[STORED ROWS]

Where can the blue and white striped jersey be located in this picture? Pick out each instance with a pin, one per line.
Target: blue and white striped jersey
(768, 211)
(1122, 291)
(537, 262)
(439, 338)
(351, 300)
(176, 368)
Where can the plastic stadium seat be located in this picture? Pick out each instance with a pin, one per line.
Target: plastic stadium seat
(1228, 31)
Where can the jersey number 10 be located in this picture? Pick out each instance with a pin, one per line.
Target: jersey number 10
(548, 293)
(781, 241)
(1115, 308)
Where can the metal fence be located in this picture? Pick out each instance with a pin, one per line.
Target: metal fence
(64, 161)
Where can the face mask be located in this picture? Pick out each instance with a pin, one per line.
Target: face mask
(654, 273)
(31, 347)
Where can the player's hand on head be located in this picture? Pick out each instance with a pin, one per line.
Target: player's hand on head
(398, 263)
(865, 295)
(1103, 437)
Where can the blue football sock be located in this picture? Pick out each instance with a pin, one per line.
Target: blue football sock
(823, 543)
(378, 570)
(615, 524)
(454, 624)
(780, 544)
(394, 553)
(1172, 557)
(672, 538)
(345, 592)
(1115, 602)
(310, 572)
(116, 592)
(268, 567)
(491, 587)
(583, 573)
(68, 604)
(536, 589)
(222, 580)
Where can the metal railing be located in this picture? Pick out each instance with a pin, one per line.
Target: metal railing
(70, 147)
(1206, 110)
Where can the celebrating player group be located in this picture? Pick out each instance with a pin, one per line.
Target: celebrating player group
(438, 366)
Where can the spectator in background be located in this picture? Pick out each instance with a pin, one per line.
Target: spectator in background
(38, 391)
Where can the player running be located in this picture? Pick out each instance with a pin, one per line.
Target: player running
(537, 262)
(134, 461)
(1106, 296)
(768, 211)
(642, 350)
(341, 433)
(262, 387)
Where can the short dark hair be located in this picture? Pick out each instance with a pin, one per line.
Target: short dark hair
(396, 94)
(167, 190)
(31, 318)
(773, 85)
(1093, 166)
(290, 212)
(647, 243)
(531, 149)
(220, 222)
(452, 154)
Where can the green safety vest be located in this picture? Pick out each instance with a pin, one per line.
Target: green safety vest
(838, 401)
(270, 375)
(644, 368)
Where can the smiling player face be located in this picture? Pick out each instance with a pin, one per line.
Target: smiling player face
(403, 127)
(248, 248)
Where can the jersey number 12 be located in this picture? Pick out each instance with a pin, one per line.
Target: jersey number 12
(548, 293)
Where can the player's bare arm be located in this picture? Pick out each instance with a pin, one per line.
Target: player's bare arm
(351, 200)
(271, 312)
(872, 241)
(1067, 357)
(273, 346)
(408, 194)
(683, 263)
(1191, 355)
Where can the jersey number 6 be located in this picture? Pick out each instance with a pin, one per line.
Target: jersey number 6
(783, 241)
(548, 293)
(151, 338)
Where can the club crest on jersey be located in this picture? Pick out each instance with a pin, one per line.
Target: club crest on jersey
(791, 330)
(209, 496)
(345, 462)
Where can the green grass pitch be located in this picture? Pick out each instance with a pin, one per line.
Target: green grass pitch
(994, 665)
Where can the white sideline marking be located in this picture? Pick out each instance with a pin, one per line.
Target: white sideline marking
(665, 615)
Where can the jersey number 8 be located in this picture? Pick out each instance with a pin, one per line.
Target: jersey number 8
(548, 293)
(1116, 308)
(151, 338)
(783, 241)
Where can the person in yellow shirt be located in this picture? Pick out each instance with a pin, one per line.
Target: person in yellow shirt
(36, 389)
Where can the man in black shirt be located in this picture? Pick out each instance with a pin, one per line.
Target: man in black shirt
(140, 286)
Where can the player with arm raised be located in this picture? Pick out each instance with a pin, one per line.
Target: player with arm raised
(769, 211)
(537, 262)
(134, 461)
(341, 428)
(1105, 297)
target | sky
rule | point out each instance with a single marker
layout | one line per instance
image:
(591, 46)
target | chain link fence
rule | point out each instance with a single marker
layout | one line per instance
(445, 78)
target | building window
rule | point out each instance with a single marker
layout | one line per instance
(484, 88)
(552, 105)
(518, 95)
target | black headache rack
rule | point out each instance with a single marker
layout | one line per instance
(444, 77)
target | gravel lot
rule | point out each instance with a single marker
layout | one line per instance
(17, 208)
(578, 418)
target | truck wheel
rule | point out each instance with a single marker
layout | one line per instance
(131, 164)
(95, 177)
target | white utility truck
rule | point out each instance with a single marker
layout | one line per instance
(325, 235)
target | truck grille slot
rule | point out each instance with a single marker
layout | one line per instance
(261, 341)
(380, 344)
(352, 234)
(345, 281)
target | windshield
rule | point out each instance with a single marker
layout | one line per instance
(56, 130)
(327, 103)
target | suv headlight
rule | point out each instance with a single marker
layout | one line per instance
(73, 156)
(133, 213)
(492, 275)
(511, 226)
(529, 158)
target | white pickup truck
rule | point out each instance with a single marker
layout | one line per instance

[EXERCISE DESCRIPTION] Only the lines from the one that contains "target | chain link fence" through the last line should be repeated, each exactly as it stands, with both ends included.

[RESULT]
target | chain link fence
rule | point out each instance with a single marker
layout | one line per instance
(445, 78)
target | building window
rule | point out each instance with a single marker
layout | one line per instance
(484, 88)
(552, 105)
(518, 95)
target | black headache rack
rule | point out each instance with a single marker
layout | one line per instance
(444, 77)
target | gravel lot
rule | point out each instance with a single marker
layout | one line per instance
(17, 208)
(578, 418)
target | truck wheel
rule | point out each instance with a single marker
layout | one line per instance
(131, 164)
(95, 177)
target | white utility truck
rule | point out each instance with a single marker
layout | one line per instance
(325, 235)
target | truck grille slot
rule | point out each instance with a single marker
layout | one line per instance
(261, 341)
(380, 344)
(352, 234)
(345, 281)
target | windshield
rule | point out each instance with a single marker
layout | one line per instance
(56, 130)
(327, 103)
target | suv headlight
rule | point out each instance with a single marker
layout | one line per instance
(73, 156)
(133, 213)
(492, 275)
(511, 226)
(529, 158)
target | white pickup truck
rule | point out each instance with a single marker
layout | one line per instance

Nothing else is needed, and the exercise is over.